$2,000 Tuition Rise at LMU Next Year

The newly approved LMU budget for the 2008-2009 year requires a $2,000 increase in tuition for undergraduate students and a roughly five percent increase in tuition for graduate students. Last year saw the base student tuition jump from $29,197 to $31,168, a 6.75 percent hike for students.

This year’s 6.3 percent increase for undergrads raises the base tuition to $33,266 for the coming year, really hitting the students where it counts – in their wallets. The university needed to weigh the cost of improving the educational experience at LMU and meeting university goals in the coming years into the ballooning budget for the year and the only way to pay for it, aside from the tuition increase, is with a greater endowment from alumni and other school supporters.

UCLA Group Provides Free Tax Return Help

The Volunteer Income Tax Assistance (VITA) group on UCLA’s campus provides free assistance for those who need to file tax returns for the previous year. They are open Monday through Friday, from noon to 5 p.m., in Room 2408 in the Ackerman Union in the center of campus.

VITA is open annually from April 1 until the federal income tax filing date of April 15. The service is open to everyone, but primarily helps university students who are low-income employees, earning less than $4,000 per year.

The group offers both paper and electronic filing forms. Also, since the VITA group is an IRS-sponsored program, persons receiving help from them are free from liability for errors found in the filed forms.

Scientists at SoCal Schools Combat Cancer

USC researchers may have discovered a better way of protecting cancer patients from suffering adverse effects from chemotherapy treatments. Whereas the majority of cancer research focuses on attacking the problem of cancer, this study, led by anti-aging specialist Valter Longo, worked on developing better ways of protecting patients from risky but proven means of treating cancer. The study looked at the effects on mice and human cells in culture, but will hopefully soon move onto human trials.

Meanwhile, researchers at UCLA are operating out of the science fiction handbook; they have taken nanotechnology to a new level, creating a machine (the “nanoimpeller”) that stores and releases anti-cancer drugs and can be used to treat more pointedly individual cancer cells rather than bombarding an entire area with radiation treatments.

The nanoimpeller works by responding to a cue from a light shining on the targeted area, which causes the tiny machine to release the anti-cancer drug directly on the targeted cell or cells. Such precision is a tremendous step forward in cancer treatment and proves the viability of nanotechnology, a field that scientists are still just beginning to investigate.

The study was performed on a variety of cultured cancer cells, including highly deadly kinds like pancreatic cancer, to great success, but much more investigation is needed before the nanotechnology can be employed in hospitals around the country.

- **Input data**
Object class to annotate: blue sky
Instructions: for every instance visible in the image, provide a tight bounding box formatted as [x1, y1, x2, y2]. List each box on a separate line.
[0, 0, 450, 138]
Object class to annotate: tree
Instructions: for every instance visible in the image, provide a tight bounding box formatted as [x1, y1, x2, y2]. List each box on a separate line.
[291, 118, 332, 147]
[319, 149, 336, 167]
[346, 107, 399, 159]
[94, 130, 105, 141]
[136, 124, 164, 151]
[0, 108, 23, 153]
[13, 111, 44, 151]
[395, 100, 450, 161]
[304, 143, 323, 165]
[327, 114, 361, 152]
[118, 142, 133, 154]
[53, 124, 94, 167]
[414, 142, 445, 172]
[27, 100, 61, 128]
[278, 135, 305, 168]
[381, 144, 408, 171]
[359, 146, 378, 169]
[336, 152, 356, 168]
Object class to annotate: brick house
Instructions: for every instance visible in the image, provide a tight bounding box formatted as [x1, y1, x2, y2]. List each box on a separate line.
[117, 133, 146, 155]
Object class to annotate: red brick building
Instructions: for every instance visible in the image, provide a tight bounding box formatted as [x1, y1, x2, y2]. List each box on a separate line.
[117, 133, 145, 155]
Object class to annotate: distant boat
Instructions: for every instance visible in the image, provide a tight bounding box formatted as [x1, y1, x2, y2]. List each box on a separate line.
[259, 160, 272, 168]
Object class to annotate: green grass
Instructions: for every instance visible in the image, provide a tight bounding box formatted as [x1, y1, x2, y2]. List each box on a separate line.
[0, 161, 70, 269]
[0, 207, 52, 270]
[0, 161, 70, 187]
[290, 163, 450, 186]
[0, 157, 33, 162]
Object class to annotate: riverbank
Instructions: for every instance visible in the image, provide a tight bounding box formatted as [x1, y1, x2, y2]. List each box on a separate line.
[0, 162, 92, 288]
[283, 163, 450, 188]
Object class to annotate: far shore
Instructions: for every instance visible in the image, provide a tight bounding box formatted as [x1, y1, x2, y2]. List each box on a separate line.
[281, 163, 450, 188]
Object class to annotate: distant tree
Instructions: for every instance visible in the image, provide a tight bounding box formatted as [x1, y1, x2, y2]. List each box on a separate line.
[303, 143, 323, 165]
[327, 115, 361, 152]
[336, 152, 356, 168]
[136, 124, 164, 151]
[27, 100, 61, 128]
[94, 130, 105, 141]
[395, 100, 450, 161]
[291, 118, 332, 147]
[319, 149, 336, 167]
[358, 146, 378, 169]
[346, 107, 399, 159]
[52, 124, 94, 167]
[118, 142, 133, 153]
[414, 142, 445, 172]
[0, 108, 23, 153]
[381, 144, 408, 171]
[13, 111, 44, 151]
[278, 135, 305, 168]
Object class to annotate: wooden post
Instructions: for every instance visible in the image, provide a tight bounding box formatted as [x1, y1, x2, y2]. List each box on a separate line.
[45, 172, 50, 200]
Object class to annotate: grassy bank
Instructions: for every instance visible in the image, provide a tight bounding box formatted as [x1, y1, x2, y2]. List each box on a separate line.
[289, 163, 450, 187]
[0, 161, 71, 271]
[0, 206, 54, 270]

- **Your instructions**
Reproduce the campus news page from "USC researchers may" to "with radiation treatments.", putting "rats" in place of "mice".

- **Answer box**
USC researchers may have discovered a better way of protecting cancer patients from suffering adverse effects from chemotherapy treatments. Whereas the majority of cancer research focuses on attacking the problem of cancer, this study, led by anti-aging specialist Valter Longo, worked on developing better ways of protecting patients from risky but proven means of treating cancer. The study looked at the effects on rats and human cells in culture, but will hopefully soon move onto human trials.

Meanwhile, researchers at UCLA are operating out of the science fiction handbook; they have taken nanotechnology to a new level, creating a machine (the “nanoimpeller”) that stores and releases anti-cancer drugs and can be used to treat more pointedly individual cancer cells rather than bombarding an entire area with radiation treatments.